Some records:
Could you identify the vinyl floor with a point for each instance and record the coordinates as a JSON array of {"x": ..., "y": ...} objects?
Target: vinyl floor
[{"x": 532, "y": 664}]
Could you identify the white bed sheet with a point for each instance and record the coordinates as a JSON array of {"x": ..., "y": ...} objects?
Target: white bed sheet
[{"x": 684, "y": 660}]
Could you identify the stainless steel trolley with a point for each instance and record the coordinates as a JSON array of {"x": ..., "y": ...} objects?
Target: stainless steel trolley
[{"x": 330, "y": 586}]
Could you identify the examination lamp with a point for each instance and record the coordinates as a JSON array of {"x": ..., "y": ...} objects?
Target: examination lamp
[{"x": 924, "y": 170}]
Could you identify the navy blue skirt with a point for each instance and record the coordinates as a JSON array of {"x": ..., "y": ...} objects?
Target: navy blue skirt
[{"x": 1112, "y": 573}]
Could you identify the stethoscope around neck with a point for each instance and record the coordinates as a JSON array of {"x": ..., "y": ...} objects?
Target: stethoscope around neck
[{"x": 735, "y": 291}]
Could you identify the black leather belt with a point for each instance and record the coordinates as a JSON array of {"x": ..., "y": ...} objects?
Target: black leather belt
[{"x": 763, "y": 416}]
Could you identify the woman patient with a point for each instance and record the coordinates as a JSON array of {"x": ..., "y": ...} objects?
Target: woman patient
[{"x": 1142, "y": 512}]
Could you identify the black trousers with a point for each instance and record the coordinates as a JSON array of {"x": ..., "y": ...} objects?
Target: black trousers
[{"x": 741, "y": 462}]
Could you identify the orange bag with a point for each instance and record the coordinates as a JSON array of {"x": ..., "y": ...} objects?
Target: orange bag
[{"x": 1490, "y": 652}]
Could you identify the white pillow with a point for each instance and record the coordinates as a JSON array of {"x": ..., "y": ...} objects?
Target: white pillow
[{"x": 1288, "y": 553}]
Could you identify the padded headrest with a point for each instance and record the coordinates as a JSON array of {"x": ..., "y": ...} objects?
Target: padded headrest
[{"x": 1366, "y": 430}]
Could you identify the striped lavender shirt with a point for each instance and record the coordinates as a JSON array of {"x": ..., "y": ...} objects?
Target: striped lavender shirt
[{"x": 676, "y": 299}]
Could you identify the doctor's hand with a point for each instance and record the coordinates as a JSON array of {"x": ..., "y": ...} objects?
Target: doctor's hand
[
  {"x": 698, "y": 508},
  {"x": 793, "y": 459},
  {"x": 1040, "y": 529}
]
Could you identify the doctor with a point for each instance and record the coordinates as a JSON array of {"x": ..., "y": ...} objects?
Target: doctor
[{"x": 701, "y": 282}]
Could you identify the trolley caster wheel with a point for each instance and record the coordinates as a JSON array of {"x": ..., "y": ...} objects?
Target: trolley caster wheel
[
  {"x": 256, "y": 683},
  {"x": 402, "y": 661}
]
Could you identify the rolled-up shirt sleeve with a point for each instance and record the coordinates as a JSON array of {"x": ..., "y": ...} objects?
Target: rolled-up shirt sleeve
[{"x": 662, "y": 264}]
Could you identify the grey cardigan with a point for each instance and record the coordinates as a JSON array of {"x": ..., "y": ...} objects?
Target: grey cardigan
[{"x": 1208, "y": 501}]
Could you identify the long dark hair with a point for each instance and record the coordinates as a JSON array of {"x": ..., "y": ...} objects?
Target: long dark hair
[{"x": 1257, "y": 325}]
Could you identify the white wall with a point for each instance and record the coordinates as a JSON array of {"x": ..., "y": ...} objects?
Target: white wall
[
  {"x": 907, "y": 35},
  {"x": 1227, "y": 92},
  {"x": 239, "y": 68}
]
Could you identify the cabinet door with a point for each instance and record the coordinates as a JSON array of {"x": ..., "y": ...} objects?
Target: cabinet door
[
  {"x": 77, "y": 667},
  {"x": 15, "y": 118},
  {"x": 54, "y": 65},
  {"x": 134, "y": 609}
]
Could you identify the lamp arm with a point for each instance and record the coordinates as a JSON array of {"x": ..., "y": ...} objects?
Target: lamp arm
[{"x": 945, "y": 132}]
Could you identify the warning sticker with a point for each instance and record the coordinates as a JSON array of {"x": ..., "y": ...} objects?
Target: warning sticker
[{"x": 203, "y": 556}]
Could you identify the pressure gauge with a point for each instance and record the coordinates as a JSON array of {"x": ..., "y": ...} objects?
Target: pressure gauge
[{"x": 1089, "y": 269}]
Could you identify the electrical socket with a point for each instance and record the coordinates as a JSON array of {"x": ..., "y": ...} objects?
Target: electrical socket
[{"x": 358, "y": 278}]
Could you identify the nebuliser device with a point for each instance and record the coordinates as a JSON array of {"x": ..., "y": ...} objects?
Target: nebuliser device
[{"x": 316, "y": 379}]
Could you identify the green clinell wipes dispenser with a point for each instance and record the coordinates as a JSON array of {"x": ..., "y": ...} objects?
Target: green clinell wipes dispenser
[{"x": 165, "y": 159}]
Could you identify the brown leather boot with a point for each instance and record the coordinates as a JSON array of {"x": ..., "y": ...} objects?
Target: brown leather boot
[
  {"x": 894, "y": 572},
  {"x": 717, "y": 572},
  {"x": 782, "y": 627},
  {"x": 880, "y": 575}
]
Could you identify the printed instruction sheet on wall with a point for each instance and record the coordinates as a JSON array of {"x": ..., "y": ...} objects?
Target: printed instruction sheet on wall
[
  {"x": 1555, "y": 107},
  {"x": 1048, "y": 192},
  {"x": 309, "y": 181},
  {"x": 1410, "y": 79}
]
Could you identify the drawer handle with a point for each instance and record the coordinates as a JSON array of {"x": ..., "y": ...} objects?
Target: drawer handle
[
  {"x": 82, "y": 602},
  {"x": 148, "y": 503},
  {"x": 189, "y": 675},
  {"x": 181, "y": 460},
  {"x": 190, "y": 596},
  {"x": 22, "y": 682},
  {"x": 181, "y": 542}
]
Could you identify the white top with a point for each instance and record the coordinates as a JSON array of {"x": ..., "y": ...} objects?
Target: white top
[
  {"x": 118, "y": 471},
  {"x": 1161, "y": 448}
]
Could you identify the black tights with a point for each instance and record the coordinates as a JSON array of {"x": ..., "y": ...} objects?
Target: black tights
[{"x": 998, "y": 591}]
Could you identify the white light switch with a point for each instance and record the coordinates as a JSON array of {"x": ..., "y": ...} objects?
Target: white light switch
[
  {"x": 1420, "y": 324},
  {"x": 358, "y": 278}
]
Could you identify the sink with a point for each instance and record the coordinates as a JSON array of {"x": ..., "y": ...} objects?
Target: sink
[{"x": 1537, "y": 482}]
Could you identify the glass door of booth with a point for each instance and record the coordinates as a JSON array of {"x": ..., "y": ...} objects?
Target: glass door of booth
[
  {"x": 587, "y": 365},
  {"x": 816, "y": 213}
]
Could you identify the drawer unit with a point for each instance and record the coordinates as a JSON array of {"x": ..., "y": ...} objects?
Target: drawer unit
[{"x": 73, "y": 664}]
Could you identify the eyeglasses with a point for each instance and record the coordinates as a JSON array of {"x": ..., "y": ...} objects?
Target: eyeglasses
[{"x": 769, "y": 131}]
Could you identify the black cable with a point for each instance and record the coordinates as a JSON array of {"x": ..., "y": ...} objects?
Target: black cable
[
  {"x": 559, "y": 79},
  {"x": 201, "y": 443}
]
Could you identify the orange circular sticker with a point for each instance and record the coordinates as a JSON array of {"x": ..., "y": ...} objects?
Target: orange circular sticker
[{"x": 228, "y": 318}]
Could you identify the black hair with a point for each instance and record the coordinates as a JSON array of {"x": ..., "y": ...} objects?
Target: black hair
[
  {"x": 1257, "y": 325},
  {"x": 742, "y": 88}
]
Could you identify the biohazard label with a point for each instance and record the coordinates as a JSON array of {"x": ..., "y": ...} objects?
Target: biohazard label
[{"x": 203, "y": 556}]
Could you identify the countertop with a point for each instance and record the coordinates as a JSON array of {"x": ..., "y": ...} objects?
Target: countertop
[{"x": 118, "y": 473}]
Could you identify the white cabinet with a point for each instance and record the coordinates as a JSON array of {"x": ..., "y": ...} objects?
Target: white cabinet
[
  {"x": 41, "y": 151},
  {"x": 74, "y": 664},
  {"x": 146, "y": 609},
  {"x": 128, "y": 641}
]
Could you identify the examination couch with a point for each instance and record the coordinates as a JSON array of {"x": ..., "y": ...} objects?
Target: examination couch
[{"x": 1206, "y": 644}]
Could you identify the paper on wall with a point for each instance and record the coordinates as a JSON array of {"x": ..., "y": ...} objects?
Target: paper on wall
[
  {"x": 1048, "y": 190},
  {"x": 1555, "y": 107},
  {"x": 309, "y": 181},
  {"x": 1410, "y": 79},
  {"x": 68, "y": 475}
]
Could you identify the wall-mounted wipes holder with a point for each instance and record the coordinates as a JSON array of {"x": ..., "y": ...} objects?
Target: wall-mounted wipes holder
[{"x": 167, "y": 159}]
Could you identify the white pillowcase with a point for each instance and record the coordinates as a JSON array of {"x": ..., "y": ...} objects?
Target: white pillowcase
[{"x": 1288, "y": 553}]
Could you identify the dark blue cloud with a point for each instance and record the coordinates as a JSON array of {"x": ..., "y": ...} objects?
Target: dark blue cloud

• Exercise goal:
Rescale the data starting with the line that contains "Could you identify the wall-mounted" and going on through the end, and write all of those lines out again, requests included. Multiply every point coordinate in the answers by 0.7 and round each result to a whole number, with halves rounded up.

• Exercise output:
Could you identify the wall-mounted wipes holder with a point for each instance and record the coordinates as a JSON array of {"x": ..., "y": ...} objects?
Target: wall-mounted wipes holder
[{"x": 117, "y": 111}]
Could you identify the white pillowcase with a point for each instance and record the coordinates as a JSON array of {"x": ..., "y": ...} objects?
Target: white pillowcase
[{"x": 902, "y": 387}]
Could you identify the dark blue cloud with a point for each instance and record the coordinates as a JSON array of {"x": ..., "y": ...} objects?
Target: dark blue cloud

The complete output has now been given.